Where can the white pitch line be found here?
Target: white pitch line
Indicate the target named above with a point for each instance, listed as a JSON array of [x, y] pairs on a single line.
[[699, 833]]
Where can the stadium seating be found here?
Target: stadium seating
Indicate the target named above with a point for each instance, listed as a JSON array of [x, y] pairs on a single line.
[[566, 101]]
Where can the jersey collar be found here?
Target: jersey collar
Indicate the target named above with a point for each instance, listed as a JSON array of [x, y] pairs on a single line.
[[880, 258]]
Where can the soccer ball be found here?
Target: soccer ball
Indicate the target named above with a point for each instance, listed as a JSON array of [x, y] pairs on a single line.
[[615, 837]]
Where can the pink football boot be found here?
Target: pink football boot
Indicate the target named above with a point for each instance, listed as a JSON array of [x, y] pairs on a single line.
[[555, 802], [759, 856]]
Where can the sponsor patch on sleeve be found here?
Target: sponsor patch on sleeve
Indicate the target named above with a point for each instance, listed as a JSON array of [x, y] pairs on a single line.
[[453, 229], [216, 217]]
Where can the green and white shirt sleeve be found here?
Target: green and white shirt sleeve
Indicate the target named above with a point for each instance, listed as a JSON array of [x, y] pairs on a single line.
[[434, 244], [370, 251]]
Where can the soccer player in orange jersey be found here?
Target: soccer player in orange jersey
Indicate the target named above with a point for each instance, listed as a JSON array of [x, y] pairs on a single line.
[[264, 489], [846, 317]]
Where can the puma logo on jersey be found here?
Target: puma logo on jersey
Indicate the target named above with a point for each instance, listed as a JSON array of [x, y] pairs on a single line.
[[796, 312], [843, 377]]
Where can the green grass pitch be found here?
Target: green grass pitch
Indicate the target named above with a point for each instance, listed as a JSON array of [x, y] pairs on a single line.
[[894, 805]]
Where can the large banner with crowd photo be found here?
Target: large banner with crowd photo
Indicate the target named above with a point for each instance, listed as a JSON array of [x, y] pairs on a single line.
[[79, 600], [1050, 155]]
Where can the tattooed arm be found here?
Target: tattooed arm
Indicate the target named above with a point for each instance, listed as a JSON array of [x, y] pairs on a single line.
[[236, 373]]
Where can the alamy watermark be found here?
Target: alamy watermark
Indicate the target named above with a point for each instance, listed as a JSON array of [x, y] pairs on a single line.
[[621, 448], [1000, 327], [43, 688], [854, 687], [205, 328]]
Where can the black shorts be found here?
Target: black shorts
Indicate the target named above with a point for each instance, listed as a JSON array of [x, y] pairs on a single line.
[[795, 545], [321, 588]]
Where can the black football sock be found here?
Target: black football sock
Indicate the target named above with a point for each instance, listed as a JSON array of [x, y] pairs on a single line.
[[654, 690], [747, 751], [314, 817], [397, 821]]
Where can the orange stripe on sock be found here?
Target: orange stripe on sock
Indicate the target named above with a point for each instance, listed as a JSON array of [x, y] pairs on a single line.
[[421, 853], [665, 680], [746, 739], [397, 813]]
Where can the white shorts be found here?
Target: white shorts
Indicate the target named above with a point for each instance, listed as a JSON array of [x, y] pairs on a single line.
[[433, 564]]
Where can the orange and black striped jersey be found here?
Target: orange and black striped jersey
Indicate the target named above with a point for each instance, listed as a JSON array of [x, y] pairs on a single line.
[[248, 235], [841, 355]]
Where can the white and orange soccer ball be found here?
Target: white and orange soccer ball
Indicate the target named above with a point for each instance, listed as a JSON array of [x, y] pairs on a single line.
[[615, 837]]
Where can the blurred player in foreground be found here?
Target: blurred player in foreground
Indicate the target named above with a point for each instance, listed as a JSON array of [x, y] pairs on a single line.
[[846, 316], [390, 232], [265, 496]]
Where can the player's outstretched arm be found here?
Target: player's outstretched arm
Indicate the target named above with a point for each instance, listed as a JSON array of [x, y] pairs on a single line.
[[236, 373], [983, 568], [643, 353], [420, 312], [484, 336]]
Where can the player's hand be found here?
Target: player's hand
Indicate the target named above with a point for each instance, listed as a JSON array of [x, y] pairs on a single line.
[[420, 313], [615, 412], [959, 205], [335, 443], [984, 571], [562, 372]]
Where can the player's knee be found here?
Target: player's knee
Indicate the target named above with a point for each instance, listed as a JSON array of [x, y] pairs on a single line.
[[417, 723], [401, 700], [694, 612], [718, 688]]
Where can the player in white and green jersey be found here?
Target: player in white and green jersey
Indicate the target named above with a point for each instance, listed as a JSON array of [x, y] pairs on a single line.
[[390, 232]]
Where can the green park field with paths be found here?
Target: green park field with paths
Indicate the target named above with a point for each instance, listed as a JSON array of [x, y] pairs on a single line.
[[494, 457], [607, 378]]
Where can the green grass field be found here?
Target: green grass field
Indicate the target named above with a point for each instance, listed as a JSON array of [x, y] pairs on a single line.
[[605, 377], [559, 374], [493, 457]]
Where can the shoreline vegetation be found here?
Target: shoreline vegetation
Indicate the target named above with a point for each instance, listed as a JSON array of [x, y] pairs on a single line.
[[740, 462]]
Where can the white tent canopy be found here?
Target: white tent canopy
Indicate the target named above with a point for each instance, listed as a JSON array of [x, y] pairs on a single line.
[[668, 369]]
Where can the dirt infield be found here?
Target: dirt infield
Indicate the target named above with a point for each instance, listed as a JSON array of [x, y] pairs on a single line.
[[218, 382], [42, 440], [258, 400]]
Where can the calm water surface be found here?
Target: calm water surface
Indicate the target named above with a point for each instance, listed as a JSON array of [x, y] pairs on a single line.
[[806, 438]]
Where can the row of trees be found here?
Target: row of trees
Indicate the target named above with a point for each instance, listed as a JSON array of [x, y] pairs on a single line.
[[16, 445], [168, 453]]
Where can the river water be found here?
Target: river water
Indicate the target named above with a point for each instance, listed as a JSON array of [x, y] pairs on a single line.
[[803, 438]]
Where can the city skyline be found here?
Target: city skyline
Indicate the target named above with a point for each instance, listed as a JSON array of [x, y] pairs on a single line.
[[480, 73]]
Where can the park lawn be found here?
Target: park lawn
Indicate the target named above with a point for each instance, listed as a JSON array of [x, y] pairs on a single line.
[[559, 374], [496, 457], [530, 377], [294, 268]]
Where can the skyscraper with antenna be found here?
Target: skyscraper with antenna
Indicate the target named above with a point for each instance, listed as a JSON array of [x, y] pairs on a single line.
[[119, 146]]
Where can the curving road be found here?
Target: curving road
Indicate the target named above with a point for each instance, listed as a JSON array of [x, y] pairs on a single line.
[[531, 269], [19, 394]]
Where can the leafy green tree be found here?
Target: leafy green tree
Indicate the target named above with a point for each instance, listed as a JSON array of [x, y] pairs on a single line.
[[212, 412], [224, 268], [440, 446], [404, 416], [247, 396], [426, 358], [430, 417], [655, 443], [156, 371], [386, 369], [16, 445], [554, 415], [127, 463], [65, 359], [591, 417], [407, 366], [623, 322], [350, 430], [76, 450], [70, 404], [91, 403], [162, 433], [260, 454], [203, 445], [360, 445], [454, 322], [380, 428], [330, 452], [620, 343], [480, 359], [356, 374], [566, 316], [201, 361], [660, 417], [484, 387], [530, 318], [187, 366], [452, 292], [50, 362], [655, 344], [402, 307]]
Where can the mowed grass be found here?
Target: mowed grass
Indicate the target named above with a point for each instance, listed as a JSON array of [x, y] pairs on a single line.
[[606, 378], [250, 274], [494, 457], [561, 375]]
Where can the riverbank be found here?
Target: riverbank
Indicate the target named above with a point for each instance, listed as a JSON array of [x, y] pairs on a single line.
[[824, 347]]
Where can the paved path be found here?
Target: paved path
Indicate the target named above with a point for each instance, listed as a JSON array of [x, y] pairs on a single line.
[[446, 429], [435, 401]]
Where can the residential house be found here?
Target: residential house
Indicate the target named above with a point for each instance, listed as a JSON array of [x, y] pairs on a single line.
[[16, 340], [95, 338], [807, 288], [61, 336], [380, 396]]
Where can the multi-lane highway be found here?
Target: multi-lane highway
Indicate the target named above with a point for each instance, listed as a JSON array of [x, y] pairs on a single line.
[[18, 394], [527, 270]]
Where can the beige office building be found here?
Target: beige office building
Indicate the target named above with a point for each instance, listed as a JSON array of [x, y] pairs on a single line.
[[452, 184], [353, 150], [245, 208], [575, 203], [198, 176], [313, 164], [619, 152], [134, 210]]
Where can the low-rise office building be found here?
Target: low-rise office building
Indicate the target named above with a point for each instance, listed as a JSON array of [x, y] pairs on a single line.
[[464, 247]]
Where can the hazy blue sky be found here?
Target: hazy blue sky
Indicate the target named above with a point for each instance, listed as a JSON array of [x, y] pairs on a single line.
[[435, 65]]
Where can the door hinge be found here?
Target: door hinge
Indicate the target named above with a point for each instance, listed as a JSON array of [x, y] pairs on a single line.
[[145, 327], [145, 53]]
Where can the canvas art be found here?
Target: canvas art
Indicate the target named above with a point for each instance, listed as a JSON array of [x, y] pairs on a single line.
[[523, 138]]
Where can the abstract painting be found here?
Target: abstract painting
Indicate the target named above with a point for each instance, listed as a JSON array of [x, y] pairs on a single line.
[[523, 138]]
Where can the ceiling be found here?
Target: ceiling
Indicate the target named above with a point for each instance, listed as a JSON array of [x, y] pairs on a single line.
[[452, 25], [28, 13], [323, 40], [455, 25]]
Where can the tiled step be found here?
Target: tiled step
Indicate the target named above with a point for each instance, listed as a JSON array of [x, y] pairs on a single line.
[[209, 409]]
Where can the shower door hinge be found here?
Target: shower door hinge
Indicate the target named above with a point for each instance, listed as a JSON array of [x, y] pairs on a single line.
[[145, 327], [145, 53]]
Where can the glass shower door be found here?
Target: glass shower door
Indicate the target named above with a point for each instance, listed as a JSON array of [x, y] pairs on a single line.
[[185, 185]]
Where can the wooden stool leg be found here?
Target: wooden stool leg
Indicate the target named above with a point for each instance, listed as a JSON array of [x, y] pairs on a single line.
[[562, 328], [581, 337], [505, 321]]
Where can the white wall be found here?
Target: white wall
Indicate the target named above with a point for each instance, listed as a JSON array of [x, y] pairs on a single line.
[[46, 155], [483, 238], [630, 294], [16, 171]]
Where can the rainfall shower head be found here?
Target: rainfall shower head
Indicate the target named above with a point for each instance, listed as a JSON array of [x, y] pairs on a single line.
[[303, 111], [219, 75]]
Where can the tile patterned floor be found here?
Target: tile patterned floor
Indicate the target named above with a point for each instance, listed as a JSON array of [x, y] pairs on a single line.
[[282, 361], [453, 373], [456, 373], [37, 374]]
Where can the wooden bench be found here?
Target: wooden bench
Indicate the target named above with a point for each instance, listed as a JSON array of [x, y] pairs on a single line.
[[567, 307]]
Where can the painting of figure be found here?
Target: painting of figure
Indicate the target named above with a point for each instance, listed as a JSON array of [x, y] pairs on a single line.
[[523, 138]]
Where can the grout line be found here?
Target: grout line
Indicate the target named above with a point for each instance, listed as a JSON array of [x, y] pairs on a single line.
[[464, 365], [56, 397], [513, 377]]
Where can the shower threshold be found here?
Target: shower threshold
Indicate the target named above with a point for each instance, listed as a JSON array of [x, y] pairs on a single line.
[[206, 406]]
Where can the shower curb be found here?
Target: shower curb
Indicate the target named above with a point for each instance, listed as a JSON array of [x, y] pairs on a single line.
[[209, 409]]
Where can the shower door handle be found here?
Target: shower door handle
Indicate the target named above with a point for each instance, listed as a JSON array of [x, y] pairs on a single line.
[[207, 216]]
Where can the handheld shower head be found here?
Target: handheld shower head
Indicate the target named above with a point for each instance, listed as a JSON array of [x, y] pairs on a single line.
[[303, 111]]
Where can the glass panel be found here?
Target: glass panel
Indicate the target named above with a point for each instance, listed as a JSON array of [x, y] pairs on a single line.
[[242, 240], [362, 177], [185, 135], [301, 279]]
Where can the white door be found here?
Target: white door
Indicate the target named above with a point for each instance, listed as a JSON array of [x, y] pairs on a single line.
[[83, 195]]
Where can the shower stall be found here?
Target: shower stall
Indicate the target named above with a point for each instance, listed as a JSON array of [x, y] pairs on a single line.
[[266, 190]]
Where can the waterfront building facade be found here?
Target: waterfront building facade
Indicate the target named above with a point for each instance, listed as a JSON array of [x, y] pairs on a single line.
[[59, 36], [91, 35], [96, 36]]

AIM OF THE TASK> Copy whichever lines in the listing above hold "building".

OUTPUT OF THE EXERCISE>
Where can the beige office building be found here?
Target: beige office building
Where can the low-rise office building be found here?
Target: low-rise office building
Where can the waterfront building facade be found here?
Target: waterfront building facade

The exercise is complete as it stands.